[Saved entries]
((

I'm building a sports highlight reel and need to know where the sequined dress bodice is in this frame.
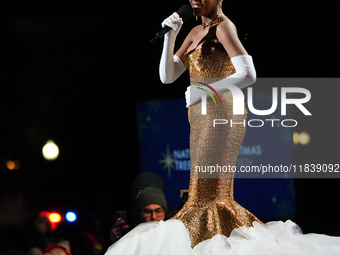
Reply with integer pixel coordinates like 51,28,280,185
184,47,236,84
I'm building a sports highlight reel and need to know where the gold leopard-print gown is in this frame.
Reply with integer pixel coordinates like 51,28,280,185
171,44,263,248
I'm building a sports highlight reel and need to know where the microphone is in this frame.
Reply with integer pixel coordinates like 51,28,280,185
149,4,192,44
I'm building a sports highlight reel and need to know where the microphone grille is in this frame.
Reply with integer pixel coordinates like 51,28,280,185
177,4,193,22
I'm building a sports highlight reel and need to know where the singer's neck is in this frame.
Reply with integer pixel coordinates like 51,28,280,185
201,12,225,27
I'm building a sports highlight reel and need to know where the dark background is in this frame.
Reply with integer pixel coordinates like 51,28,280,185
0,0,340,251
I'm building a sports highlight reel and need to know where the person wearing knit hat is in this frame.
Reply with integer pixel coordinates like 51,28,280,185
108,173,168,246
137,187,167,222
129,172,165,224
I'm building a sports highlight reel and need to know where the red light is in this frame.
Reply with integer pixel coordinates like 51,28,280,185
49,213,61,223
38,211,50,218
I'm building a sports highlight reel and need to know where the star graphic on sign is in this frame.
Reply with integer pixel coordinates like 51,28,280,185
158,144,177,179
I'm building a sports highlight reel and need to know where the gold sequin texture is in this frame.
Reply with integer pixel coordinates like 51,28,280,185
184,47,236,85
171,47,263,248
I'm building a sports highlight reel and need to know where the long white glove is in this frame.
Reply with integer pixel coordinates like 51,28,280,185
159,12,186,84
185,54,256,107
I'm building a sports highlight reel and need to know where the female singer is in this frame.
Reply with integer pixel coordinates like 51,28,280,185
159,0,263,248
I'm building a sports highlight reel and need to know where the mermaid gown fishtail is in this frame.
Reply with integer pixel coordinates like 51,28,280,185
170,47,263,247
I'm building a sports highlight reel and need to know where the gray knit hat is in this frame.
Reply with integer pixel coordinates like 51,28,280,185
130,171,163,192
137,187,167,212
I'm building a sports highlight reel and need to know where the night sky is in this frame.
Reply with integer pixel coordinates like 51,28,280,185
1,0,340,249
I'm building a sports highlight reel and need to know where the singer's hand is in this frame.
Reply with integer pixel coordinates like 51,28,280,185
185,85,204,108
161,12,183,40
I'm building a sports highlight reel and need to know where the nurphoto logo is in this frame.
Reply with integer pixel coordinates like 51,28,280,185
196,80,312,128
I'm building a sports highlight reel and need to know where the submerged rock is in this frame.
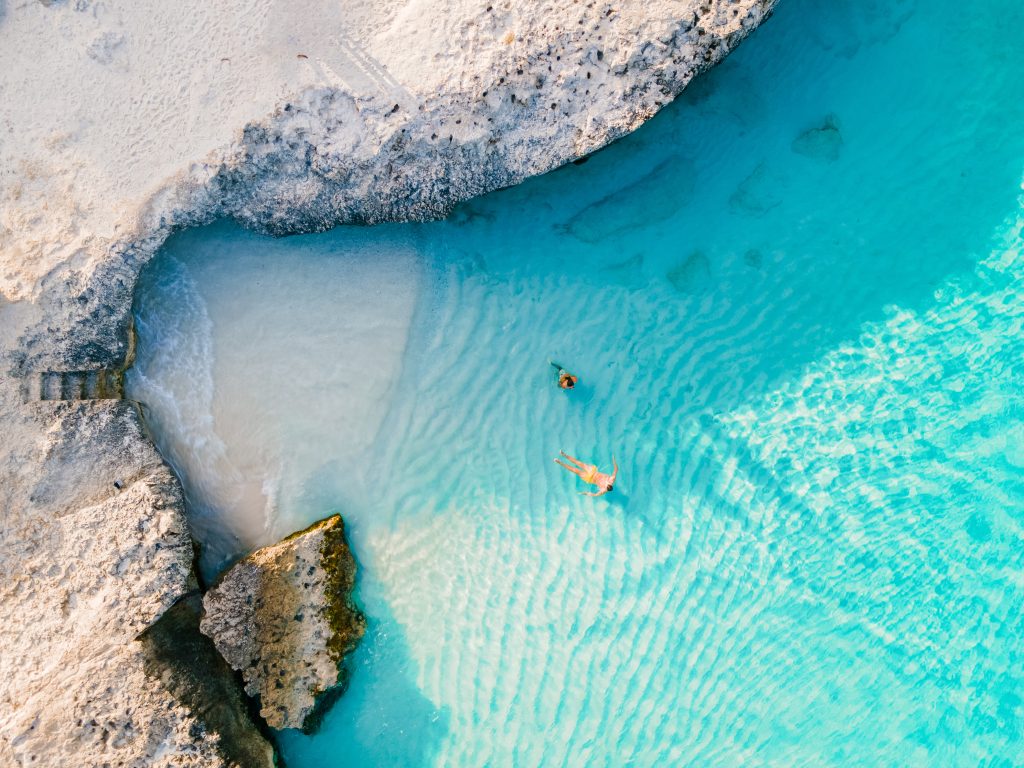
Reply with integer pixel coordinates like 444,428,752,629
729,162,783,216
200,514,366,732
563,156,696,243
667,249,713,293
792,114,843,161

))
((

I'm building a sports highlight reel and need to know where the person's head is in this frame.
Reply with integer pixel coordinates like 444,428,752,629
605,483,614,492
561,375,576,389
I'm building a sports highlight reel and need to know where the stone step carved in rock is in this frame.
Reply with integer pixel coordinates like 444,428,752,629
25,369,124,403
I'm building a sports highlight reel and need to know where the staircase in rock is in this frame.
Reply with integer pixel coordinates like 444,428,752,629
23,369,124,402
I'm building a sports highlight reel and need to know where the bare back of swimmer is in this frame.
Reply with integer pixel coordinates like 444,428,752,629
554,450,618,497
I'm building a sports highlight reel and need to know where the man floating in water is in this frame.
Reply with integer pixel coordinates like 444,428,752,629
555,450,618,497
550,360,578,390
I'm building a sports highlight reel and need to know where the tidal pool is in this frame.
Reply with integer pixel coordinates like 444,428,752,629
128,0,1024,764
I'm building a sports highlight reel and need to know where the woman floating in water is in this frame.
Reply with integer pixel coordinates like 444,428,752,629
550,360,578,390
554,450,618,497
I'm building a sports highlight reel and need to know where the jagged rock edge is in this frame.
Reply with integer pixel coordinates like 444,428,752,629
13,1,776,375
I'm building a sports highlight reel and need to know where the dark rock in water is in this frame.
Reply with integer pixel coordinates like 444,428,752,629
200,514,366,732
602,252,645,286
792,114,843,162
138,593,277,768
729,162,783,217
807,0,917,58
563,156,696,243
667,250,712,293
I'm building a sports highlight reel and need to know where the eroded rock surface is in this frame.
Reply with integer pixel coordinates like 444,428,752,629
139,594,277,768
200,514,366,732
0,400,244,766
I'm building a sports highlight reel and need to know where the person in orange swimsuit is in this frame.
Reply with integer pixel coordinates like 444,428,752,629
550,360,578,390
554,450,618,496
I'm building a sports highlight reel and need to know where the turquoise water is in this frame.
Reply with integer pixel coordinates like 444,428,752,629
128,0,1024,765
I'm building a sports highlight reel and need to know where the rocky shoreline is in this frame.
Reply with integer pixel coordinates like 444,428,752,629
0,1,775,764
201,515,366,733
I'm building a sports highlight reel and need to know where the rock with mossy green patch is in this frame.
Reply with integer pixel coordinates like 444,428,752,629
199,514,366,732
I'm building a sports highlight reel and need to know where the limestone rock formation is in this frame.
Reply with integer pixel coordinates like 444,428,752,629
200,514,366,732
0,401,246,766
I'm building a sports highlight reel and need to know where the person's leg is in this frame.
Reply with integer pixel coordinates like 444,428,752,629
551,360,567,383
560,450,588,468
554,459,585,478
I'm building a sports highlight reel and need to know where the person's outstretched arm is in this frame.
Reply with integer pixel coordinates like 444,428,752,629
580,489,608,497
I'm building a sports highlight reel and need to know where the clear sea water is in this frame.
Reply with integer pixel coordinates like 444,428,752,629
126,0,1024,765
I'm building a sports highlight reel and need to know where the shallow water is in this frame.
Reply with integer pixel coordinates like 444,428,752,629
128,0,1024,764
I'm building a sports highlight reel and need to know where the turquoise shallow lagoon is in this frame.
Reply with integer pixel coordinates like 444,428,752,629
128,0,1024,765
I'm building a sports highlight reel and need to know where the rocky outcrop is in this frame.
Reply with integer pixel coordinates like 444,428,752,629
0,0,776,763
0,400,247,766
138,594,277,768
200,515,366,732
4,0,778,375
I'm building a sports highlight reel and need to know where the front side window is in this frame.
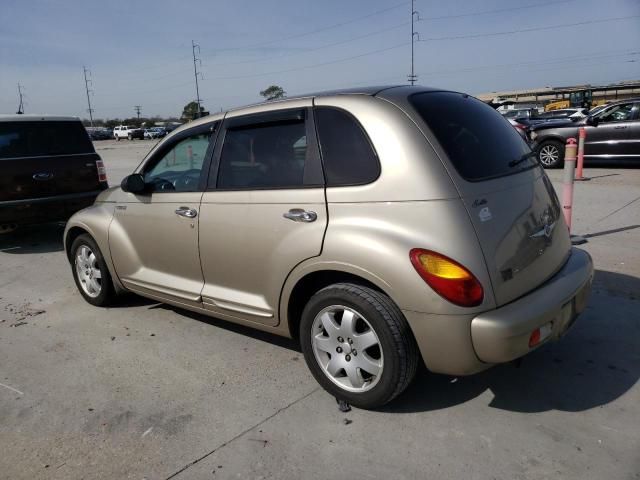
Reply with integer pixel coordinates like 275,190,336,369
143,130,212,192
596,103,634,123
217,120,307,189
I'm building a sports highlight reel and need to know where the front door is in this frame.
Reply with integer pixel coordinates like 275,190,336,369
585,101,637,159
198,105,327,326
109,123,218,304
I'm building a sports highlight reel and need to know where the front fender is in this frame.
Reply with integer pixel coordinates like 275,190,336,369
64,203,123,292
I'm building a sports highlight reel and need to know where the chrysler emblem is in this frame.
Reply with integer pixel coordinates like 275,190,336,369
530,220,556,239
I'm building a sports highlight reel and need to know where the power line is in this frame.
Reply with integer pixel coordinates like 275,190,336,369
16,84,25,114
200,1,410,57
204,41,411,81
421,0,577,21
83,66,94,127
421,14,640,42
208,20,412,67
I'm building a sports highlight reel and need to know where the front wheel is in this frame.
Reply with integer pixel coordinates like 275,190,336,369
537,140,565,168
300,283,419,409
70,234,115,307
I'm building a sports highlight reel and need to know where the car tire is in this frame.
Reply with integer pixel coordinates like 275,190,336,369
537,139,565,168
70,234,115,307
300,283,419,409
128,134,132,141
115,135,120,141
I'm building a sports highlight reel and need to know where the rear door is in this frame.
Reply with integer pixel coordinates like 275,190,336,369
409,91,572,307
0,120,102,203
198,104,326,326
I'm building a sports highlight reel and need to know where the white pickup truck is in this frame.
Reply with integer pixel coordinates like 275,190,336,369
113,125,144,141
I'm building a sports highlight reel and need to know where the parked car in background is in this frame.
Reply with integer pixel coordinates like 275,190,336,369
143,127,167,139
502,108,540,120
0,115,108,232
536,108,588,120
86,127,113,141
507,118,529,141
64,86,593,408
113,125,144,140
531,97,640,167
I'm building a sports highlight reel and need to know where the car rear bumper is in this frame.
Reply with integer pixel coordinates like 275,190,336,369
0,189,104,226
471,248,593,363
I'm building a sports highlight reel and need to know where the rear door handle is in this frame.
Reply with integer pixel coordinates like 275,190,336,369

))
((

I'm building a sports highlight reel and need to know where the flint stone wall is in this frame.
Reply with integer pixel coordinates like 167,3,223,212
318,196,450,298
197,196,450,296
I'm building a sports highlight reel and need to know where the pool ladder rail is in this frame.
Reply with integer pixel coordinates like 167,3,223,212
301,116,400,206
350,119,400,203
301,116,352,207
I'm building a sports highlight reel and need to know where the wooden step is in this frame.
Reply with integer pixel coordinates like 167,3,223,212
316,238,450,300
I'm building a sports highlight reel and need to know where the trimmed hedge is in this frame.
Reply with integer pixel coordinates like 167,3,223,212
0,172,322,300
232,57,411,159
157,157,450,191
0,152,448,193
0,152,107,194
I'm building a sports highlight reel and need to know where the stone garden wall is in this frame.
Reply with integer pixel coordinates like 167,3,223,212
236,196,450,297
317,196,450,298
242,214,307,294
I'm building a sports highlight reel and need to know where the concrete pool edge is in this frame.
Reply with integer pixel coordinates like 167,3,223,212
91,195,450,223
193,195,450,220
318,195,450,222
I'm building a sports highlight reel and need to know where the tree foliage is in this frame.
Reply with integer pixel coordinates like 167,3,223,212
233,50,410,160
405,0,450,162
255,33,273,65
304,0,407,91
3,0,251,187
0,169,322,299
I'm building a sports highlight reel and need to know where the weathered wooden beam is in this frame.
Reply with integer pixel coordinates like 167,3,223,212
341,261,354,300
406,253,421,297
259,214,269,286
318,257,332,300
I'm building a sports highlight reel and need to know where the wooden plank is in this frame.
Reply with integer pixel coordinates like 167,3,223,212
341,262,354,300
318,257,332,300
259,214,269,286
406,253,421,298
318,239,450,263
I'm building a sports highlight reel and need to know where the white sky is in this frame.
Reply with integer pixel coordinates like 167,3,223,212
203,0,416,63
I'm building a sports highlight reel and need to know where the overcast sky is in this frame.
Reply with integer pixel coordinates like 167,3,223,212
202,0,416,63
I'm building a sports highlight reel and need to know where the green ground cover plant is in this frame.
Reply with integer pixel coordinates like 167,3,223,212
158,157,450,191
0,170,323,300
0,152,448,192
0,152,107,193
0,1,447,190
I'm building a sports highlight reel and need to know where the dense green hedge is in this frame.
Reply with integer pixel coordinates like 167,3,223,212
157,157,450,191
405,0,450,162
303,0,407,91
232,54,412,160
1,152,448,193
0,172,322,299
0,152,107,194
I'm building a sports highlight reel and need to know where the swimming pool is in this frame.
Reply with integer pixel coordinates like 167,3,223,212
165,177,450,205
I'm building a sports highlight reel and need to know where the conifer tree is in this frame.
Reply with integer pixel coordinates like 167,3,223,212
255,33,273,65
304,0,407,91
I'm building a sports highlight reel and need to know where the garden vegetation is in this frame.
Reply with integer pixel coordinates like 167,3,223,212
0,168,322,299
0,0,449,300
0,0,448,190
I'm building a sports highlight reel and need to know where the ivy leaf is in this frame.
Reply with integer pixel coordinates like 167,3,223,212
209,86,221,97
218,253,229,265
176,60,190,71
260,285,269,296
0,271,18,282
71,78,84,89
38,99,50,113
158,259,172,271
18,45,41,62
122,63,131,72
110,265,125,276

))

* [EXERCISE OBJECTIVE]
Reproduce every line from the preceding data in which the word "rocky" can be found.

* [RESPONSE TO THIS EXERCISE]
I'm building a sports highlight reel and need to know where the rocky shoreline is in this frame.
I'm building a sports highlight reel and need to know where the rocky outcrop is in this frame.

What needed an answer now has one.